• **Problem set**:
(1) In the text about the tax break series, rewrite the passage between "Our new blog" and "the income tax.", inclusive, changing "blog series" to "article series".
(2) Summarize the text about the tax break series in two sentences.

Selected text: Begin

Introducing "The Tax Break-Down"

Aug 19, 2013 | Taxes

We've written many times before about the $1.3 trillion of tax breaks currently littering the code, urging policymakers to focus on paring back tax preferences in order to reform the tax code and reduce rates and deficits.

Encouragingly, the Blank Slate approach put forward by Senate Finance Committee Chairman Max Baucus and Ranking Member Orrin Hatch effectively puts all these tax expenditures on the table, requiring any that remain to be justified on economic, fairness, or policy grounds.

Our new blog series, The Tax Break-Downwill take a closer look at these tax breaks one at a time, showing their cost, describing who benefits from them, providing arguments for and against keeping them, and offering options to repeal or reform them. We’ve written in the past about more efficient ways to design the mortgage interest deduction, the charitable deduction, and the employer-provided health care exclusion and offered a list of options for reforming all three. This series will go beyond the most popular and well-known provisions to do a deeper dive on both the individual and corporate sides of the income tax.

Selected text: End
Input data: Begin

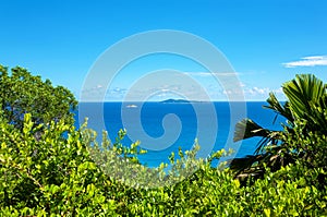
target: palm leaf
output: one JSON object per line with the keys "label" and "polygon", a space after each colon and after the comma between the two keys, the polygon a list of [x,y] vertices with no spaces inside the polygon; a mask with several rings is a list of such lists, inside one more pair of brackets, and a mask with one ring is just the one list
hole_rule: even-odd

Input data: End

• **Problem solutions**:
(1)
Our new article series, The Tax Break-Downwill take a closer look at these tax breaks one at a time, showing their cost, describing who benefits from them, providing arguments for and against keeping them, and offering options to repeal or reform them. We’ve written in the past about more efficient ways to design the mortgage interest deduction, the charitable deduction, and the employer-provided health care exclusion and offered a list of options for reforming all three. This series will go beyond the most popular and well-known provisions to do a deeper dive on both the individual and corporate sides of the income tax.

(2) The authors have long urged policymakers to pare back the $1.3 trillion in tax breaks, and they welcome the Blank Slate approach from Senate Finance Committee leaders Max Baucus and Orrin Hatch, which requires any remaining tax expenditures to be justified. Their new blog series, The Tax Break-Down, will examine these breaks one at a time, covering their cost, who benefits, arguments for and against them, and options for repeal or reform, and it will go beyond the best-known provisions on both the individual and corporate sides of the income tax.